Short task >>
Output the items below as a numbered list, leaving out any blank lines.
[BEGIN]
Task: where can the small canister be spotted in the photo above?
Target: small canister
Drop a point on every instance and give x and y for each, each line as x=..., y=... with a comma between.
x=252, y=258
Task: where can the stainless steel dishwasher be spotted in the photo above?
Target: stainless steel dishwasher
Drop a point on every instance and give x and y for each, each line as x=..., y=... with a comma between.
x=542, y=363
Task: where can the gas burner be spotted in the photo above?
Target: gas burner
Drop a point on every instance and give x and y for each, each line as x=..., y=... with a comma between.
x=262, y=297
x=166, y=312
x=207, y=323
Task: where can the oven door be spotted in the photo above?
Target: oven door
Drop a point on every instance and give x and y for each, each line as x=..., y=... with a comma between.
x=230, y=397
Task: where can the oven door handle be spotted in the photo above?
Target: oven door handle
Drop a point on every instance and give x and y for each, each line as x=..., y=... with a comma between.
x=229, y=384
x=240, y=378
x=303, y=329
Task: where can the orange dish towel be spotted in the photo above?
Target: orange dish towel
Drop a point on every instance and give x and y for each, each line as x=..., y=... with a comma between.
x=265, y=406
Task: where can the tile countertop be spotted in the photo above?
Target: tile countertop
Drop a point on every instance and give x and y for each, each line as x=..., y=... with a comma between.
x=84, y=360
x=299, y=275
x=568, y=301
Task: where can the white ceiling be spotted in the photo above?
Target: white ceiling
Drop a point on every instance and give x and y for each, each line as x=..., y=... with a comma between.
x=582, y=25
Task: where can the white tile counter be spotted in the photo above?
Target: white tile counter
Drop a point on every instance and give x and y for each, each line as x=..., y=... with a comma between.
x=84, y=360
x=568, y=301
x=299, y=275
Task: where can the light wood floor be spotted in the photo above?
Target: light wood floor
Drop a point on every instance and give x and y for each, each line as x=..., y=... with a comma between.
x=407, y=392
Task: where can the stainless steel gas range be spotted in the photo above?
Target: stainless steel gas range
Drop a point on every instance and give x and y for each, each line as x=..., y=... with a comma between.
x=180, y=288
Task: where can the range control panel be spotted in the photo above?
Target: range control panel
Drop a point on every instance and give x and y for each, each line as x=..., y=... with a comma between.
[END]
Solution for this task >>
1. Task: where can the small canister be spotted in the photo above?
2. Target: small canister
3. Drop a point on every instance and give x and y for each, each line as x=..., y=... with a comma between.
4. x=252, y=258
5. Task: where can the stainless steel dishwasher be spotted in the photo above?
6. Target: stainless steel dishwasher
7. Drop a point on every instance and give x and y for each, each line as x=..., y=... with a comma between.
8. x=542, y=363
9. Task: where can the gas burner be spotted in the photo above?
10. Target: gas burner
11. Drop a point on every instance and give x and y for each, each line as x=..., y=... with a comma between.
12. x=262, y=297
13. x=166, y=312
14. x=207, y=323
15. Task: where can the oven door be spotted in the photo above?
16. Target: oven door
17. Drop a point on every instance and give x and y for each, each line as x=..., y=... with a comma between.
18. x=230, y=397
19. Task: where can the oven door handle be spotted in the photo above?
20. Target: oven door handle
21. Drop a point on every instance and give x and y for each, each line as x=..., y=... with a comma between.
22. x=229, y=384
23. x=240, y=378
24. x=303, y=329
25. Task: where can the orange dish towel be spotted in the photo above?
26. Target: orange dish towel
27. Drop a point on every instance and give x and y for each, each line as x=..., y=... with a comma between.
28. x=265, y=406
29. Task: where can the tile countertop be spotted in the photo above?
30. Target: tile countertop
31. Drop a point on every instance and give x and y for each, each line as x=..., y=... with a comma between.
32. x=84, y=360
33. x=299, y=275
34. x=568, y=301
35. Task: where can the white ceiling be spotted in the photo above?
36. Target: white ceiling
37. Drop a point on every instance and give x and y for each, each line as x=..., y=... with a comma between.
38. x=582, y=25
39. Task: where can the white tile counter be spotted in the photo above?
40. Target: white tile counter
41. Drop a point on every instance and give x and y for each, each line as x=..., y=... with a comma between.
42. x=84, y=360
43. x=568, y=301
44. x=299, y=275
45. Task: where can the light wood floor be spotted in the photo above?
46. Target: light wood floor
47. Drop a point on every instance and give x and y for each, each line as x=..., y=... with a comma between.
48. x=407, y=392
49. Task: where can the stainless steel gas range be spotted in the photo above?
50. Target: stainless steel gas range
51. Drop a point on every instance and give x and y for each, each line as x=..., y=... with a comma between.
52. x=180, y=288
53. Task: where can the range control panel be spotted in the photo above?
54. Target: range control panel
55. Drop a point on every instance and give x and y for each, each line as x=..., y=... with a comma between.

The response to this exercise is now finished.